◆ **Problem statement**
Pick up the email thread about the ceph xattr size patch after its final line and continue writing it.

Re: [RFC PATCH v3] ceph: prevent a client from exceeding the MDS maximum xattr size

From: Luís Henriques
Date: Thu Jun 02 2022 - 06:27:57 EST


Xiubo Li <xiubli@xxxxxxxxxx> writes:

> On 6/2/22 5:26 PM, Luís Henriques wrote:
>> Xiubo Li <xiubli@xxxxxxxxxx> writes:
>>
>>> On 6/2/22 12:29 AM, Luís Henriques wrote:
>>>> The MDS tries to enforce a limit on the total key/values in extended
>>>> attributes. However, this limit is enforced only if doing a synchronous
>>>> operation (MDS_OP_SETXATTR) -- if we're buffering the xattrs, the MDS
>>>> doesn't have a chance to enforce these limits.
>>>>
>>>> This patch adds support for decoding the xattrs maximum size setting that is
>>>> distributed in the mdsmap. Then, when setting an xattr, the kernel client
>>>> will revert to do a synchronous operation if that maximum size is exceeded.
>>>>
>>>> While there, fix a dout() that would trigger a printk warning:
>>>>
>>>> [ 98.718078] ------------[ cut here ]------------
>>>> [ 98.719012] precision 65536 too large
>>>> [ 98.719039] WARNING: CPU: 1 PID: 3755 at lib/vsprintf.c:2703 vsnprintf+0x5e3/0x600
>>>> ...
>>>>
>>>> URL: https://tracker.ceph.com/issues/55725
>>>> Signed-off-by: Luís Henriques <lhenriques@xxxxxxx>
>>>> ---
>>>> fs/ceph/mdsmap.c | 27 +++++++++++++++++++++++----
>>>> fs/ceph/xattr.c | 12 ++++++++----
>>>> include/linux/ceph/mdsmap.h | 1 +
>>>> 3 files changed, 32 insertions(+), 8 deletions(-)
>>>>
>>>> * Changes since v2
>>>>
>>>> Well, a lot has changed since v2! Now the xattr max value setting is
>>>> obtained through the mdsmap, which needs to be decoded, and the feature
>>>> that was used in the previous revision was dropped. The drawback is that
>>>> the MDS isn't unable to know in advance if a client is aware of this xattr
>>>> max value.
>>>>
>>>> * Changes since v1
>>>>
>>>> Added support for new feature bit to get the MDS max_xattr_pairs_size
>>>> setting.
>>>>
>>>> Also note that this patch relies on a patch that hasn't been merged yet
>>>> ("ceph: use correct index when encoding client supported features"),
>>>> otherwise the new feature bit won't be correctly encoded.

◆ **Provided data**
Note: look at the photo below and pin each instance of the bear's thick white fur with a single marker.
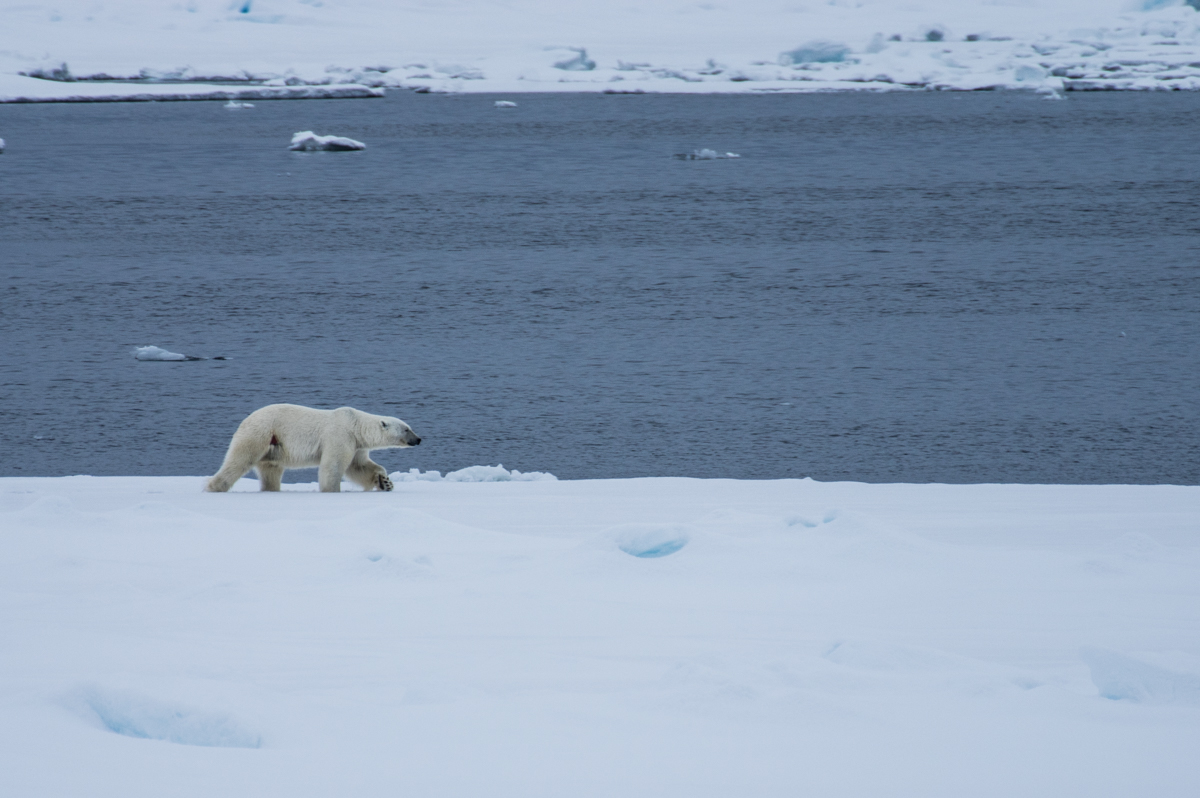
(289, 436)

◆ **Response to this exercise**
>>>>
>>>> diff --git a/fs/ceph/mdsmap.c b/fs/ceph/mdsmap.c
>>>> index 30387733765d..36b2bc18ca2a 100644
>>>> --- a/fs/ceph/mdsmap.c
>>>> +++ b/fs/ceph/mdsmap.c
>>>> @@ -13,6 +13,12 @@
>>>> #include "super.h"
>>>> +/*
>>>> + * Maximum size of xattrs the MDS can handle per inode by default. This
>>>> + * includes the attribute name and 4+4 bytes for the key/value sizes.
>>>> + */
>>>> +#define MDS_MAX_XATTR_SIZE (1<<16) /* 64K */
>>>> +
>>>> #define CEPH_MDS_IS_READY(i, ignore_laggy) \
>>>> (m->m_info[i].state > 0 && ignore_laggy ? true : !m->m_info[i].laggy)
>>>> @@ -352,12 +358,10 @@ struct ceph_mdsmap *ceph_mdsmap_decode(void **p, void
>>>> *end, bool msgr2)
>>>> __decode_and_drop_type(p, end, u8, bad_ext);
>>>> }
>>>> if (mdsmap_ev >= 8) {
>>>> - u32 name_len;
>>>> /* enabled */
>>>> ceph_decode_8_safe(p, end, m->m_enabled, bad_ext);
>>>> - ceph_decode_32_safe(p, end, name_len, bad_ext);
>>>> - ceph_decode_need(p, end, name_len, bad_ext);
>>>> - *p += name_len;
>>>> + /* fs_name */
>>>> + ceph_decode_skip_string(p, end, bad_ext);
>>>> }
>>>> /* damaged */
>>>> if (mdsmap_ev >= 9) {
>>>> @@ -370,6 +374,21 @@ struct ceph_mdsmap *ceph_mdsmap_decode(void **p, void *end, bool msgr2)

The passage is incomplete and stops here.